• EXERCISE DESCRIPTION
The data below should be transcribed in full, with no picture included.

• MATERIAL FOR THIS TASK
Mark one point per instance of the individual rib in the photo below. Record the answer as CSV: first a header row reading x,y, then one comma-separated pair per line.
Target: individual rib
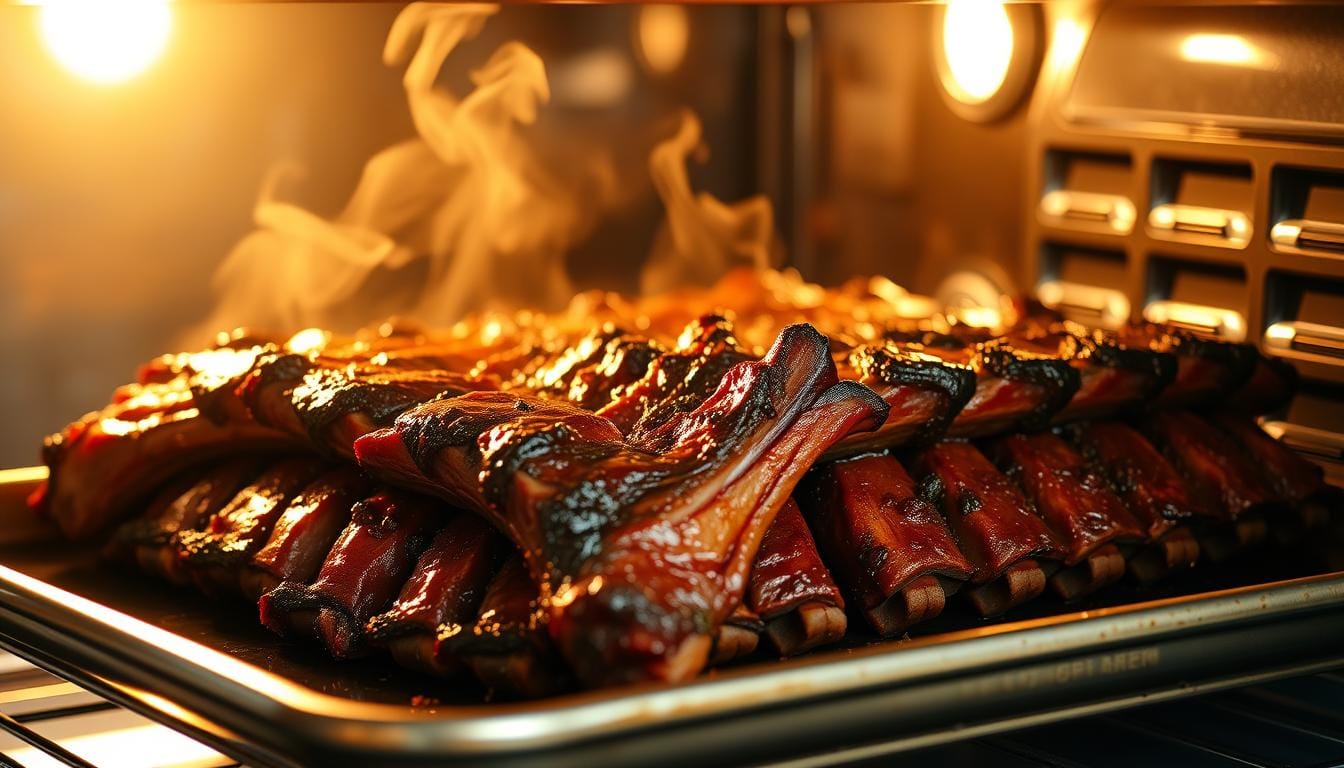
x,y
442,593
360,577
305,531
890,548
1007,544
790,588
1078,507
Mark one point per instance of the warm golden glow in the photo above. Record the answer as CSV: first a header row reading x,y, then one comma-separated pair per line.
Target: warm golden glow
x,y
1222,50
105,41
663,32
308,340
977,47
1066,43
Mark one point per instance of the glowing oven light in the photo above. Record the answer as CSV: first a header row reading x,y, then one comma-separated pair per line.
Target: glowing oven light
x,y
977,46
663,34
105,41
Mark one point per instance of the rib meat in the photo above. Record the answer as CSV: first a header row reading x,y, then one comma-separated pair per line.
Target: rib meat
x,y
218,553
792,591
890,548
441,596
643,545
305,531
1077,503
360,577
995,526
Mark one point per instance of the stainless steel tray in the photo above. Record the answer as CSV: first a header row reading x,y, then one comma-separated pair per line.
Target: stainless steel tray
x,y
213,671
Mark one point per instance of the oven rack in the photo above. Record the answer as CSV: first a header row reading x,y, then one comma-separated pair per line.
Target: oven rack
x,y
1293,722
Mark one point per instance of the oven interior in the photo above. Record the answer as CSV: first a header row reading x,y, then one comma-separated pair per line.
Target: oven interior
x,y
1176,163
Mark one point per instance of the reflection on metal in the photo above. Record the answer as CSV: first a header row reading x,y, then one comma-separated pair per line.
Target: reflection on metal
x,y
1233,50
1309,234
1286,338
979,297
1225,324
977,46
1101,307
1231,229
1114,211
1320,443
663,34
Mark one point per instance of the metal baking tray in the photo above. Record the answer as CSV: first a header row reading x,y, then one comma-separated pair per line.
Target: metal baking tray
x,y
214,673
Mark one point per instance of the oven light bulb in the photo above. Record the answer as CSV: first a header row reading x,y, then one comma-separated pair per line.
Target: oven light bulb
x,y
977,45
105,41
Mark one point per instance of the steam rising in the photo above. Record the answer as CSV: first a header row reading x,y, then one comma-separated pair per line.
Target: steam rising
x,y
703,237
468,205
468,215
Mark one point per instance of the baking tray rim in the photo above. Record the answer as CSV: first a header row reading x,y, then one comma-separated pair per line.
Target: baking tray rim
x,y
153,655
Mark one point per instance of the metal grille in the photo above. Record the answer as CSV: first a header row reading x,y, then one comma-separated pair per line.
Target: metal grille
x,y
1297,722
46,721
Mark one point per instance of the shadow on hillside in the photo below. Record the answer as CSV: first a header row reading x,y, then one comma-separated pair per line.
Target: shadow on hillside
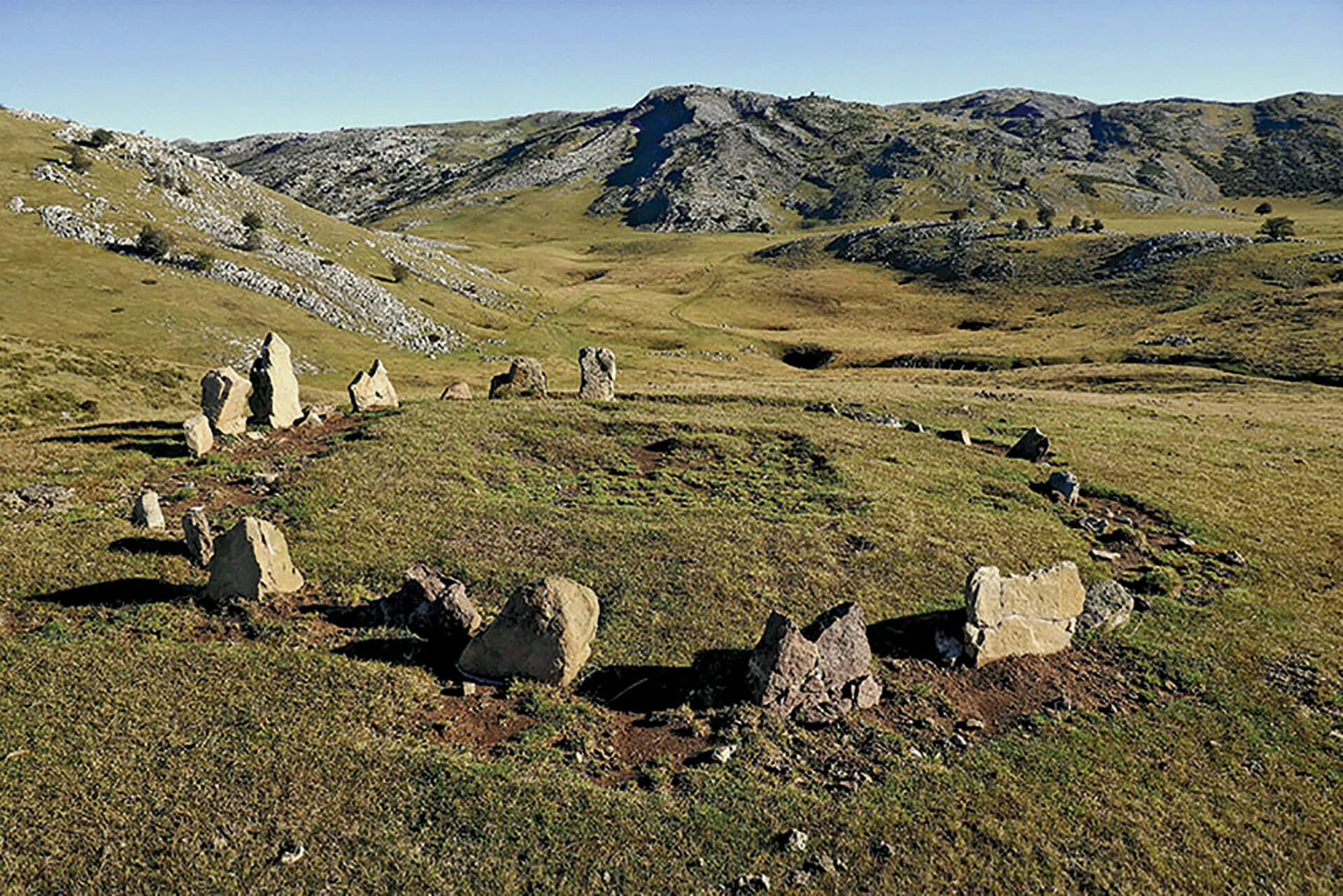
x,y
155,547
156,439
715,678
916,637
120,592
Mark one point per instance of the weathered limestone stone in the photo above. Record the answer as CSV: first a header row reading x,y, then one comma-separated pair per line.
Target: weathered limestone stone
x,y
1029,614
201,541
597,367
252,560
223,401
374,390
199,439
436,608
1108,605
1033,446
274,399
543,633
147,513
458,391
820,674
524,379
1065,485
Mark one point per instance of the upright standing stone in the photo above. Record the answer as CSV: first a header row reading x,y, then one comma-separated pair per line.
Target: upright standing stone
x,y
524,379
543,633
250,562
199,439
147,513
1026,614
223,401
1033,446
374,390
597,367
821,672
274,398
201,541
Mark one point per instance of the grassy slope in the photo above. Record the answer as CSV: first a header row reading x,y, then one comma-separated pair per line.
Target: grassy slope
x,y
157,760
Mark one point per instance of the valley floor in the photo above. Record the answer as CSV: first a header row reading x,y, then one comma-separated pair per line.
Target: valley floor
x,y
150,744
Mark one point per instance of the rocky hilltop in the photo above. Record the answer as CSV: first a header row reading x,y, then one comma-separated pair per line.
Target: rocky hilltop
x,y
712,159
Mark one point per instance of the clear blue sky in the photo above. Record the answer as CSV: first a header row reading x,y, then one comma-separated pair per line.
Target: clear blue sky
x,y
226,67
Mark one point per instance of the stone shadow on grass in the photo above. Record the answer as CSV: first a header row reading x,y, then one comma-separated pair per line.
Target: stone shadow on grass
x,y
156,547
715,678
120,592
918,636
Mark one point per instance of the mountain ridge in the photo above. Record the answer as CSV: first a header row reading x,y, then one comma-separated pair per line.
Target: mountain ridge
x,y
718,159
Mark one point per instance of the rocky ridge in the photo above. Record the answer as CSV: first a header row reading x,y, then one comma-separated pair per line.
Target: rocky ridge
x,y
208,202
715,159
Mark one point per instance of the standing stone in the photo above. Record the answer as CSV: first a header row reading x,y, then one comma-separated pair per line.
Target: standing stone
x,y
374,390
201,541
1033,446
597,367
524,379
458,391
1065,485
199,439
543,633
434,608
250,562
147,513
274,401
1029,614
1108,605
223,401
821,672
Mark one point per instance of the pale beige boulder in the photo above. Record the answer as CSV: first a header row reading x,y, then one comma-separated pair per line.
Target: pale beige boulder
x,y
225,397
274,399
544,633
372,390
1016,616
252,560
199,439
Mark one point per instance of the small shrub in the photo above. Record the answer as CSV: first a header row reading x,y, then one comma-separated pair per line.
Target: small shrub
x,y
153,242
80,160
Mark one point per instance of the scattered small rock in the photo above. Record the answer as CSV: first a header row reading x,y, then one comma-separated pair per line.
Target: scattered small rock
x,y
1108,605
147,513
1065,485
524,379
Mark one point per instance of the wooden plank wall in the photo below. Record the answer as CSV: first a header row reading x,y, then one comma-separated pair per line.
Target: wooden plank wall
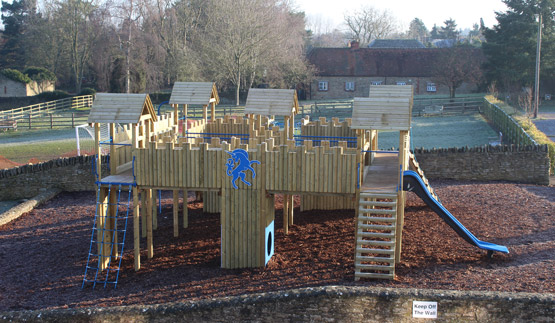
x,y
332,128
295,169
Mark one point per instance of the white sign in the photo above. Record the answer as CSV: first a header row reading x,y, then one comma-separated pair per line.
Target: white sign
x,y
427,310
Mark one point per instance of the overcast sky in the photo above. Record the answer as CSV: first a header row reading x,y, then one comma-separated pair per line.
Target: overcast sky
x,y
465,12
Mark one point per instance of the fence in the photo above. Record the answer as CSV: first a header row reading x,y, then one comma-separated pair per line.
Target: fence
x,y
41,109
507,125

• ANSWER FOR THE TASK
Mark one point per instance of the individual rib in the photo below. Record the answer as CSV: first a header row reading x,y, then one comma-separated pair per line.
Target: individual rib
x,y
442,593
360,577
305,531
890,548
1007,544
790,588
1078,507
Mark one point per instance of the warm golden glow in the photo above. Record the answer as CSV: first a header row reading x,y, then one comma-separated pair per line.
Target: warm golden glow
x,y
1222,50
105,41
663,32
308,340
977,47
1066,43
Mark one point per instance of the glowing oven light in the photo above. Record the answer as CSV: first a header row reading x,y, then one comma-separated pair per line.
Target: glowing oven light
x,y
977,46
663,34
105,41
Mark one point per instance of the rib meat in the photo above. Record the answer as CSV: first a header row reading x,y, then one comma-separated pair per line.
Target: rib meat
x,y
218,553
792,591
890,548
441,596
643,545
305,531
1077,503
360,577
995,526
Mark one point per instance of the stainless steel tray in the photo above. Record the answer as CSV: first a header row reading x,y, then one comma-separated pair per line.
Target: stainless steel tray
x,y
213,671
Mark one point per instance of the oven rack in the photo above. Record the answer as CSV: first a header row reading x,y, then one comma-separated pair per line.
Target: oven rack
x,y
1293,722
Mark one point per instance of the oven interior in the photo above. Record the answer as CSV: first a header row reading x,y, then one comma-separated pair per line.
Target: oven interior
x,y
1176,163
Mark one point per instance of the reflection on metal in the photo above. Record the answer as CSV: first a header row reading x,y, then one comma-separated pair per line.
Target: reflection on metal
x,y
1233,50
1309,234
1286,338
979,297
1225,324
977,46
1101,307
1231,229
1114,211
1320,443
663,34
Mark one point per instance of the metal baking tray in the photo above. Record the answer as CSV: first a header row reading x,y, then one comma-separated pair per line.
Target: metal baking tray
x,y
214,673
Mark one point per instance of the oven light bulb in the photo above. Record the answer as CSV: first a header row reading x,y, then one comma-separated pair per line.
Target: oven light bulb
x,y
977,45
105,41
Mark one point per instance of the steam rising in the photo above. Record the answer as CSV: first a header row reading x,y, then one comma-separated pair per line.
Target: steam rising
x,y
703,237
468,205
468,215
Mark one point per instance of the baking tray rim in the photo above. Record the answer as CSV: first a header row reading x,y, then one comma-separated pair per line.
Target: baking tray rim
x,y
153,655
Mark one point per instance of the metal grille in the photo above. Record the answer as CSV: first a header row reading x,y, then one comma-separated pair per line.
Target: metal grille
x,y
1297,722
46,721
Mark one point per instance of the shadow on hillside in the photo below. Record the answer as CSV: first a header row reading x,y, then one comma-separated pair per line.
Target: shadow on hillside
x,y
155,547
156,439
715,678
916,637
120,592
Mark one point per instance of the weathered limestone stone in the photo above. Record the answer as CSV: first a header row reading x,y, then one comma-separated pair per line.
Target: weathered limestone stone
x,y
1029,614
201,541
597,367
252,560
223,401
374,390
199,439
436,608
1108,605
1033,446
274,399
543,633
147,513
458,391
820,674
524,379
1065,485
Mark one point per instance of the upright standing stone in the photo above. Record the answer as CSV: first a header row reading x,y, then one comma-separated pair per line.
Target: upright standing stone
x,y
524,379
543,633
250,562
199,439
147,513
1026,614
223,401
1033,446
374,390
597,367
821,672
274,398
201,541
Mark one point per instance of the grassy slope in the photo above. Record the answer as CSV: first a header row reading x,y, then one comma-separated pair per line.
Target: grassy slope
x,y
157,760
Mark one point per instance of the valley floor in the photo above. Record the answer as CSV: first a header row reading x,y, then one comma-separated pair per line.
Target: valley floor
x,y
150,744
Mark one point per instance of the rocky hilltop in the photo above. Record the answer as CSV: first a header row reading x,y, then one comma-separated pair per line.
Target: rocky hilltop
x,y
712,159
Mark one point per instance of the clear blue sky in the photo above. Record the answer as CSV: first a header row reading x,y, then one comma-separated pair per line.
Target: clear blue sky
x,y
226,67
Mark one point per instance of the stone shadow on grass in the photo above. Record the answer as CSV: first a header row reading x,y, then one comma-separated pair per line.
Target: stone shadow on grass
x,y
156,547
715,678
120,592
918,636
Mark one point per instance of the mountain ridge in the photo above. Record the answer as CSV: first a header row reading x,y, then one comma-separated pair per line.
Target: mountain ridge
x,y
718,159
Mark one point per instance of the rocky ridge in the photo above. Record the answer as CSV: first a header row reading x,y, then one comma-separated pair per line.
Target: rocky ridge
x,y
208,202
715,159
Mark one point per instance of the standing stone in the photo above. Record the answer as CSV: first a header row reading x,y, then one comma-separated pair per line.
Target: standing stone
x,y
374,390
201,541
1033,446
597,367
524,379
458,391
1065,485
199,439
543,633
434,608
250,562
147,513
274,401
1029,614
1108,605
223,401
821,672
Mark one point per instance of the pale beige boulder in the photo above. Record the answer as CSV: first a header row reading x,y, then one comma-separated pair per line.
Target: pale beige boulder
x,y
225,397
274,399
544,633
372,390
1016,616
252,560
199,439
Mark one point per instance of the small shrub in the photo above. Record the answer as CSV: first a header row reading x,y, then one comma-separated pair per line.
Target: small shrub
x,y
153,242
80,160
Mark one point per instance of the scattered small rock in the photo above. Record the answer as CSV: first a header row reading x,y, then one comma-separated pair per line.
Target: scattered small rock
x,y
1108,605
147,513
1065,485
524,379
Mark one point per instance of the wooden plank wall in the photo below. Record the answer as CSV: first a header row reading x,y, then one comma-separated pair per line.
Target: wooden plank wall
x,y
332,128
295,169
Mark one point per instance of the white sign in the photo above. Record the answer as CSV: first a header row reading x,y, then one comma-separated pair per line.
Target: white sign
x,y
427,310
Mark one point per instance of the overcast sky in the photo above. Record the answer as CSV: first a header row reading x,y, then one comma-separated pair per line.
Target: overcast sky
x,y
465,12
Mark one point per instance of the fence in the photo above. Record the answer as CSV: first a header row reading x,y, then one comma-separated pair per line.
Target: fence
x,y
41,109
507,125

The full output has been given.